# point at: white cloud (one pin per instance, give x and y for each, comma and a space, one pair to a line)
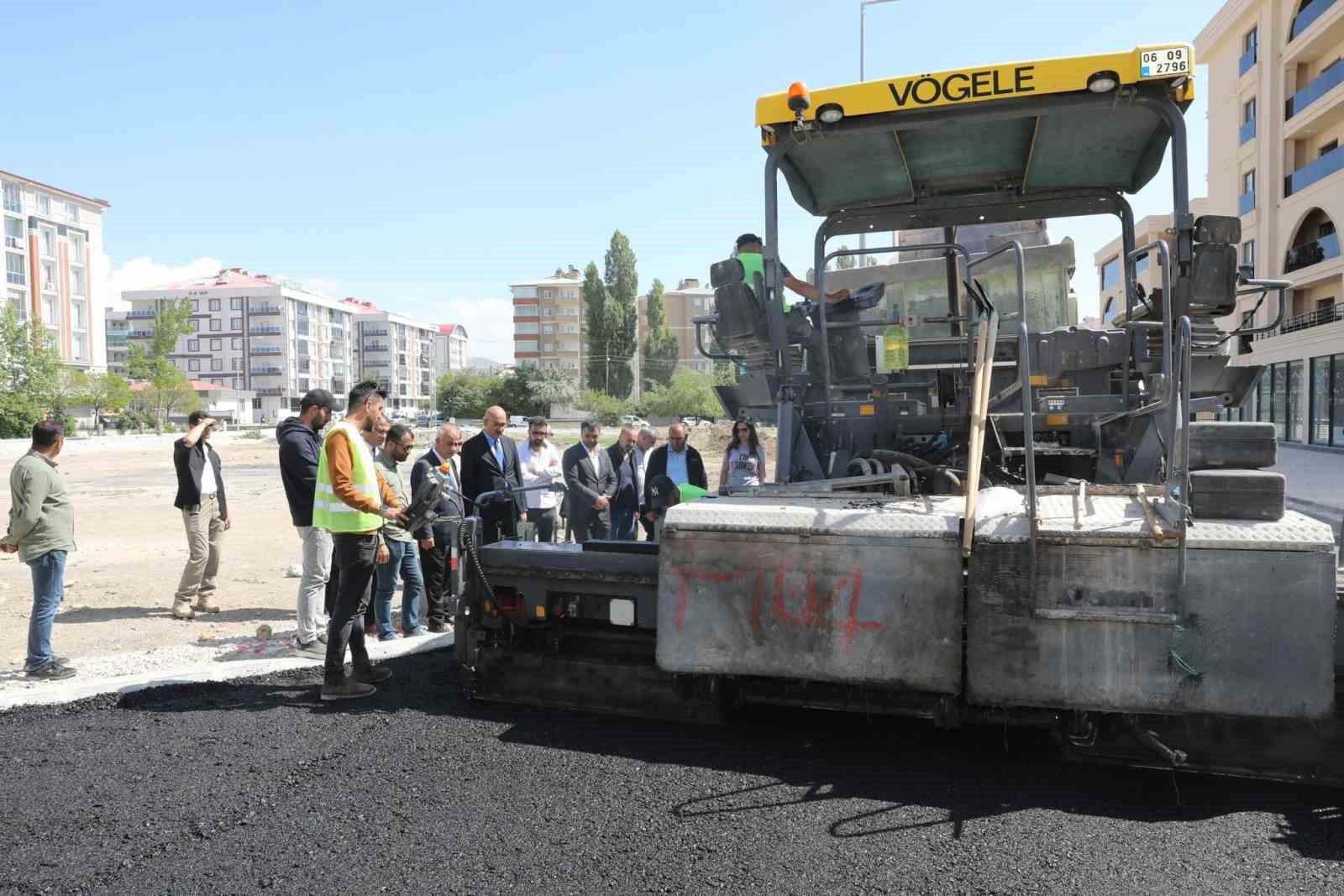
145, 273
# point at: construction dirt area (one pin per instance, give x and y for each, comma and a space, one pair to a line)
120, 582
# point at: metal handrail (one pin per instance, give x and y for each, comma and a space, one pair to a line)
1014, 246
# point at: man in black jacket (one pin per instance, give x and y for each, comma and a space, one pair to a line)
678, 461
205, 513
437, 542
490, 464
299, 454
591, 484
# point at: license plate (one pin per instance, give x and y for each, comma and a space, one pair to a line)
1164, 63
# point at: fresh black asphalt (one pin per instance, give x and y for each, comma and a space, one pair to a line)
260, 786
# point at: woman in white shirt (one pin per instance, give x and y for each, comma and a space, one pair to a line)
743, 461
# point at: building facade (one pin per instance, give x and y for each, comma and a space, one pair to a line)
549, 322
255, 333
118, 328
450, 349
51, 242
398, 352
1276, 118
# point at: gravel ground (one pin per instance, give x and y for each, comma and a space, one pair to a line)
257, 785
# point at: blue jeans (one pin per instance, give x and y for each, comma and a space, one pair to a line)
49, 587
405, 558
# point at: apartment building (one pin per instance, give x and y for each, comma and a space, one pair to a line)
259, 333
549, 322
398, 352
118, 328
450, 349
51, 238
1276, 118
1148, 273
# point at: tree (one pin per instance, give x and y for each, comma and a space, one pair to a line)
660, 348
29, 367
104, 392
690, 392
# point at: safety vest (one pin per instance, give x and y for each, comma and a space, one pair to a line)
329, 512
753, 264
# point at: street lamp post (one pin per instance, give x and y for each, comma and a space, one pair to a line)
864, 9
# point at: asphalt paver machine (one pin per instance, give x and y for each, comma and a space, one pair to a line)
980, 512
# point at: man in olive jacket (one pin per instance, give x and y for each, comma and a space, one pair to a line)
42, 532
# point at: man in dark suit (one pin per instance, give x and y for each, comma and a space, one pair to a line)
437, 542
625, 506
591, 485
678, 461
490, 464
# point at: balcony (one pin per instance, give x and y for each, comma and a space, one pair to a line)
1324, 82
1247, 60
1314, 172
1308, 15
1312, 253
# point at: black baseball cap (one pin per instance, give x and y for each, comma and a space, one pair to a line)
318, 398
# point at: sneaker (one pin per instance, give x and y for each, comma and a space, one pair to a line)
53, 672
347, 689
313, 647
373, 674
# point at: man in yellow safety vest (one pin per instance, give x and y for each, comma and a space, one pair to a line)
351, 501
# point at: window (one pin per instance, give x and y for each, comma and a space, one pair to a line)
1110, 273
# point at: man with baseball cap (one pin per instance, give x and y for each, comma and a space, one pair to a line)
299, 457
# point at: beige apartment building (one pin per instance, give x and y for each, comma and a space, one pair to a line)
51, 241
549, 322
1276, 118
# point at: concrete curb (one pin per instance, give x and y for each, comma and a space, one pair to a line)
74, 689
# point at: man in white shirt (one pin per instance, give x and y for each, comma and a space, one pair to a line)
541, 465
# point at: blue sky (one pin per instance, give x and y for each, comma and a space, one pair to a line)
425, 156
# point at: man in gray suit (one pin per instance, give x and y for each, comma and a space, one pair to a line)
591, 485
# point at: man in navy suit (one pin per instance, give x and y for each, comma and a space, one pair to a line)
436, 542
490, 464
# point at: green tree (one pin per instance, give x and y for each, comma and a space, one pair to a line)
660, 348
29, 371
690, 392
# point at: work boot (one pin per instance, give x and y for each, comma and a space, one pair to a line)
347, 689
373, 674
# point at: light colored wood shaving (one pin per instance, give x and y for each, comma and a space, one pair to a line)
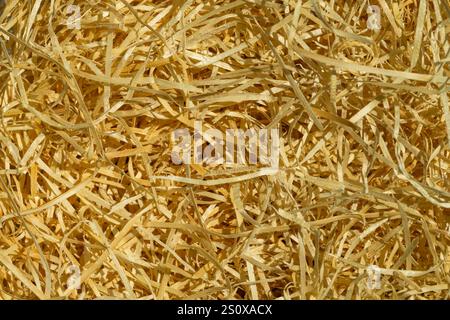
93, 207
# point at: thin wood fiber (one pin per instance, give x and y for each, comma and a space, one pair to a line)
89, 194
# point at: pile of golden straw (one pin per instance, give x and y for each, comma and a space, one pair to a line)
92, 205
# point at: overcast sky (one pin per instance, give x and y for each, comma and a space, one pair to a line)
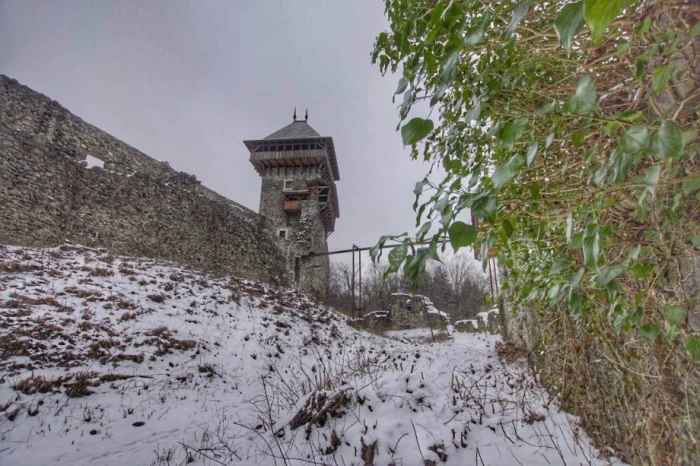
187, 81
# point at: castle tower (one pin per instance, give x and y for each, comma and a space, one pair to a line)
299, 198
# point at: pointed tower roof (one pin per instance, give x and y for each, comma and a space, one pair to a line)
299, 131
295, 130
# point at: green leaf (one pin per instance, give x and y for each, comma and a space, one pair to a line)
512, 132
692, 344
504, 173
608, 274
476, 34
651, 180
691, 185
649, 332
403, 84
558, 267
674, 314
547, 108
396, 258
661, 76
584, 98
575, 280
667, 141
418, 188
531, 153
695, 30
485, 206
376, 251
600, 13
636, 138
450, 71
569, 23
591, 245
423, 230
508, 227
415, 130
461, 235
518, 14
640, 271
473, 113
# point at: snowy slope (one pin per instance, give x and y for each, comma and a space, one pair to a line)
111, 361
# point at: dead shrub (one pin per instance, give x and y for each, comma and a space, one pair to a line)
508, 352
101, 272
81, 387
34, 384
157, 298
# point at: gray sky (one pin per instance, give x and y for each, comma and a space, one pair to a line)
187, 81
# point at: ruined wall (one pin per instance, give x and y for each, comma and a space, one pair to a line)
135, 205
415, 311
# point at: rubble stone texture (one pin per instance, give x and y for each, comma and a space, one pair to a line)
133, 205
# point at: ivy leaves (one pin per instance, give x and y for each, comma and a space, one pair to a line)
415, 130
667, 142
504, 173
461, 235
511, 132
583, 100
569, 23
600, 13
529, 146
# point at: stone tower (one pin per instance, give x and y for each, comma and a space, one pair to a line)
299, 198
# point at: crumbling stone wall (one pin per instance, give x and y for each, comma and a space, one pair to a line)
415, 311
305, 231
135, 205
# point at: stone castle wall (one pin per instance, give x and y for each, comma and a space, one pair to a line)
305, 230
135, 205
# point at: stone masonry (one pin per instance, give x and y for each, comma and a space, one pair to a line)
135, 205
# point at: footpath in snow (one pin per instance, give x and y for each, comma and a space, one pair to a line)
112, 360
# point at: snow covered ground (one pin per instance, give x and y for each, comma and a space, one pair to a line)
110, 360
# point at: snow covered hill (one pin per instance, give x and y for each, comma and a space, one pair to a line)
111, 360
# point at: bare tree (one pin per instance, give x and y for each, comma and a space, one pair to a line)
455, 286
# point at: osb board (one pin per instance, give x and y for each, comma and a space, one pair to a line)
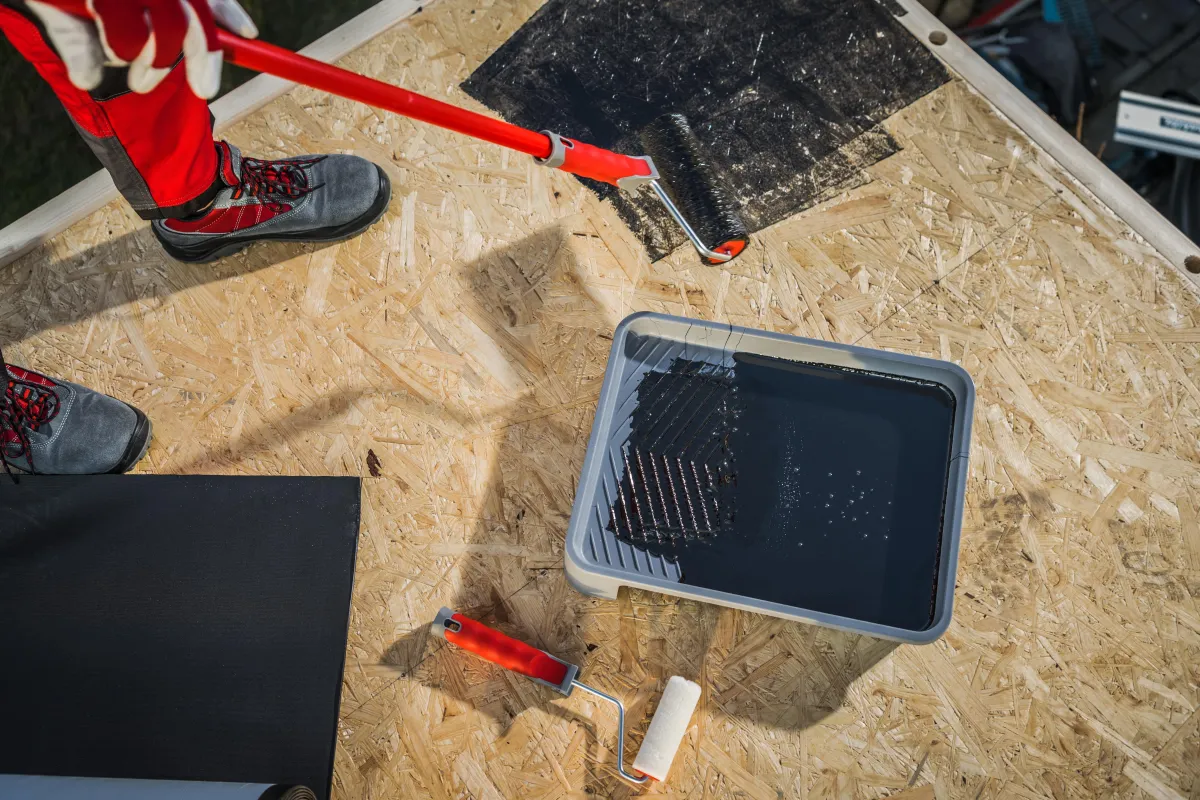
455, 352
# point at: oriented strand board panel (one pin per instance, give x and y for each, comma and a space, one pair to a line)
453, 356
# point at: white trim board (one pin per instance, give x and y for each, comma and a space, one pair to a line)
1073, 156
97, 191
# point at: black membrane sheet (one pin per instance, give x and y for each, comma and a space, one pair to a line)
184, 627
786, 95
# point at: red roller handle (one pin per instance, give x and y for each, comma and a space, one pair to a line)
264, 56
580, 158
511, 654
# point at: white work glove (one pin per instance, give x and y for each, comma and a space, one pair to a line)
144, 35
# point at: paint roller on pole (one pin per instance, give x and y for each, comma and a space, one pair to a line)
688, 185
679, 173
667, 726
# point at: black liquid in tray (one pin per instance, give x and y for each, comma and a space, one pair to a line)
826, 485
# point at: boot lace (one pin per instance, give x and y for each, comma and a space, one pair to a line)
24, 408
274, 182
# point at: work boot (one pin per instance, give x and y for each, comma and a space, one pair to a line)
309, 198
54, 427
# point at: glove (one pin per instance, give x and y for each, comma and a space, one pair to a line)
144, 35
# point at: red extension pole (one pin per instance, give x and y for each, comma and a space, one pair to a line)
264, 56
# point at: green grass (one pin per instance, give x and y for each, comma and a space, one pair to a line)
42, 154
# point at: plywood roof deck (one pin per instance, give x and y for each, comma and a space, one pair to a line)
453, 356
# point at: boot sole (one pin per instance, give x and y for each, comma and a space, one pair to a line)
211, 252
139, 443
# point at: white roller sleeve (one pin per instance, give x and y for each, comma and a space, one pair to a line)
667, 727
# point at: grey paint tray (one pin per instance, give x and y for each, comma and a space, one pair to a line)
802, 479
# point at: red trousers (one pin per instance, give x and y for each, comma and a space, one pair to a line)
157, 146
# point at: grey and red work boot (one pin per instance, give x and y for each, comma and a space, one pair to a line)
54, 427
309, 198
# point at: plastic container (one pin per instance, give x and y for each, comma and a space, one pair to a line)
921, 482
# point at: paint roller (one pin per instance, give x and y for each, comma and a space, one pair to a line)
667, 726
678, 170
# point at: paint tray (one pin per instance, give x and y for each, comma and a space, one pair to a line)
796, 477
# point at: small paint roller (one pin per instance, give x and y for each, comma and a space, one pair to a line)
....
§ **Work required**: Return, word for word, every line from the line with "# point at: boot lace" to the final line of the data.

§ **Response to this task**:
# point at: boot lace (one pin per instance, give x and y for each, comma and a space, one pair to a line)
24, 408
274, 182
# point at: work boot (one pin per instance, give x and y for each, comma and a space, one pair to a line)
309, 198
54, 427
# point at: glove (one pin per instance, give x and y for each, comma and a space, one pair to a line)
144, 35
# point at: red extension pole (one pin per instance, give x and y for each, comma and a space, one pair to a line)
264, 56
# point at: green grass (one pin per instance, give x and y for each, comma and a space, one pair to a line)
42, 154
# point at: plywood roof deck (one pin per instance, give x and y for each, comma and a space, one pair to a line)
453, 356
# point at: boot sole (one pin per instance, give x and y for each, comma and a space, one pair to a line)
211, 252
139, 443
# point at: white roller sleeve (one pin per instance, give x and y for each, comma and a space, one pair to a line)
667, 727
# point at: grey paint tray (one pin per instance, give x and y for each, comma and a space, one pair to a line)
802, 479
# point at: red trousers (one pin per instance, give x and y for each, comma and a space, one pair to a line)
157, 146
# point at: grey and red work boot (one pin per instance, give x and y for each, comma and a space, one pair to a line)
54, 427
309, 198
# point at: plastic container (one pin per instance, give x and y for each, comma and a space, one pair to a line)
921, 482
# point at: paint roller (one pin per instance, give x and y for each, comma and a space, one pair to a line)
667, 726
678, 170
# point at: paint tray (one pin per instance, give x and y for each, comma and a space, one pair to a line)
796, 477
# point at: small paint roller (one pin per instance, give x and y for each, comma and a space, one pair to a line)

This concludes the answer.